GIVEN PASSAGE:
Individuals with variations in these genes may have a disadvantage when it comes to power and sprint activity and are more likely predisposed to endurance activities such as running and swimming.

If you are predisposed to power and sprint activities, you may want to consider the following to enhance your fitness:

  • Focus more on sprint and power sports such as weight lifting or circuit training.
  • Consider shorter cardio sessions or interval training.
  • Engage in shorter, heavier sets for weight training to leverage your fast twitch muscles.
  • Ensure adequate energy and protein intake which are important for increasing muscle mass.
  • Consider supplements that support power and sprint athletes such as: beta-alanine and bicarbonate for longer sprints, creatine for muscle mass and strength, and fish oils and electrolytes for recovery.

Some examples of genes that have been associated with power, sprint and high-intensity activities are:

ACE: Activates electrolyte balance and systemic blood pressure. Helps provide optimal muscle efficiency in all sports. It is also a stimulator of heart muscle enlargement. Variation is associated with increased strength gain in response to exercise.

ACTN3: Encodes the protein that helps to anchor actin filaments in the muscle and is involved in fast-twitch movements. Plays a key role in power, sprint and endurance. Variation is associated with differences in fast-twitch muscle fiber.

ADRB3: Signals your adipose tissues to break down stored fats for consumption. Improves cardiac function, present in skeletal muscle. Variation is associated with elite athletic performance.

AGT: Encodes angiotensin proteins involved in constriction of blood vessels and increased blood pressure in response to exercise.

TASK PROMPT: Go on with the passage on genes linked to power and sprint performance, picking up after its last sentence. The items that follow play no part in this exercise.

DATA:
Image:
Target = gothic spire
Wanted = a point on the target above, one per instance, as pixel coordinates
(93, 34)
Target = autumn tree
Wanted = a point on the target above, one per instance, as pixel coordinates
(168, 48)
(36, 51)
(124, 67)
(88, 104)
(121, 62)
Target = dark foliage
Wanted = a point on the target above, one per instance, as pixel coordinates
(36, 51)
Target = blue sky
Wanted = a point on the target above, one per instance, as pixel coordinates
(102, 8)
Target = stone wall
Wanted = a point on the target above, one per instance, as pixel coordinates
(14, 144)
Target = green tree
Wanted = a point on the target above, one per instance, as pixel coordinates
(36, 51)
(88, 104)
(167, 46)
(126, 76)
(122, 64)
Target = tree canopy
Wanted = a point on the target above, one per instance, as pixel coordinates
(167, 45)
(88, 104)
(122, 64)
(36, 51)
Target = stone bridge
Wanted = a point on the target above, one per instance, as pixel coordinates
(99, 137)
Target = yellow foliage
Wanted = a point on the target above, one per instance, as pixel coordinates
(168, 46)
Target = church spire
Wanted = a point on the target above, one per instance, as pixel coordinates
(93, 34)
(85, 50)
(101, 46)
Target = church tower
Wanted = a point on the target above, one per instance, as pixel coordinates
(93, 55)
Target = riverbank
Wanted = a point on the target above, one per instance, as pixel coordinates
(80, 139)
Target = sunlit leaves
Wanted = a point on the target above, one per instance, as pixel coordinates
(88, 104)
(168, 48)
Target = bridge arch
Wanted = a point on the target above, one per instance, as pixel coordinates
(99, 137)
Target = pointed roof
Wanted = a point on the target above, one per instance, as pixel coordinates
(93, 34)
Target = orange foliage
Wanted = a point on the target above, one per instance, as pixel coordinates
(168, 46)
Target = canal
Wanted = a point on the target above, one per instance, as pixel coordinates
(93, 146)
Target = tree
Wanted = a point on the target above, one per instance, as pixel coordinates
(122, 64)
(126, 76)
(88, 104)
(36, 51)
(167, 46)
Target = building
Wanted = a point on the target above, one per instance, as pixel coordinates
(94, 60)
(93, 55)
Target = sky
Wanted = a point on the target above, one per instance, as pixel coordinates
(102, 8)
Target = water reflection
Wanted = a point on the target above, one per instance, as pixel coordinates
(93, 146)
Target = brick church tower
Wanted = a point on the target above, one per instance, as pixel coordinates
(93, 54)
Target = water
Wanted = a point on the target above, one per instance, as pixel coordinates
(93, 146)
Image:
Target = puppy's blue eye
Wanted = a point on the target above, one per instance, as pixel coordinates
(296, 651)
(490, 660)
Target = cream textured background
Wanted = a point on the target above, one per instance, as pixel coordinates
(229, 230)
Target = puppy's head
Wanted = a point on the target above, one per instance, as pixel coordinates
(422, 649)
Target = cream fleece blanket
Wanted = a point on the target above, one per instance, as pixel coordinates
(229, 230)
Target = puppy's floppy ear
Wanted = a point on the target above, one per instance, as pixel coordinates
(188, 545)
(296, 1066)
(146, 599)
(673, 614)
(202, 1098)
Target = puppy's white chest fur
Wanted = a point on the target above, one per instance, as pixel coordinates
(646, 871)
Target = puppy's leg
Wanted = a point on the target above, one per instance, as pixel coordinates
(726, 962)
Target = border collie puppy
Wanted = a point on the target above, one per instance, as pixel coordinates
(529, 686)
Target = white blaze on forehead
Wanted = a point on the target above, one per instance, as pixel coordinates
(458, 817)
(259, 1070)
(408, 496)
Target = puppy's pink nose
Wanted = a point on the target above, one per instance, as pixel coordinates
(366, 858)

RESPONSE AREA:
HIF1A: Activates genes involved in energy metabolism, angiogenesis, apoptosis, oxygen delivery, and metabolic adaptation to hypoxia. The common genotype is associated with higher changes in VO2 max following training. Whereas variation is associated with an increased proportion of fast-twitch muscle fibers and improved glucose metabolism including a lower risk of type 2 diabetes.

IL6: Regulates the body’s response to exercise, including processes that recruit stored energy in fat and muscle tissue for quick use to assist in muscle recovery processes.

NOS3: Regulates nitric oxide abundance, influencing muscle vascular tone and blood supply to working muscles.

VDR: Effects on bone and skeletal muscle biology.

Muscle fiber type

The ability to perform aerobic or anaerobic exercise varies widely among individuals, partially depending on their muscle-fiber composition. In untrained individuals, the proportion of slow-twitch (type I) fibers in the vastus lateralis muscle is typically around 50% (with a range from 5–90%). It has been suggested that the genetic, inherited, component for the observed variability in the proportion of type I fibers in human muscles is about 50%, and that the other 50% is influenced by environmental factors, for example training and use. 

In humans, two genes encode for skeletal muscle α-actinins: ACTN2, which is expressed in all skeletal muscle fibers and ACTN3, whose expression is limited to fast-twitch muscle fibers. Interestingly, in European Caucasian populations ∼18% of individuals are fully ACTN3 protein deficient due to carrying two variant copies of the ACTN3 gene. It is believed that ACTN2 and ACTN3 are structurally similar enough that ACTN2 is able to compensate for the lack of ACTN3. This deficiency does not result in a disease or muscular functional impairment. However, there is a positive association between the presence of the fully functioning version of the gene and the capacity to perform high power muscle contractions. Individuals who are ACTN3 deficient can may need to work harder to achieve high power muscle contractions.

Simoneau, J.‐A., Bouchard, C. (1995). Genetic determinism of fiber type pro‐portion in human skeletal muscle. FASEB J. 9, 1091‐1095.

Vincent, Barbara, De Bock, Katrien, Ramaekers, Monique, Van den Eede, Els, Van Leemputte, Marc, Hespel, Peter, & Thomis, Martine A. (2007). ACTN3 (R577X) genotype is associated with fiber type distribution. Physiological Genomics, 32(1), 58-63.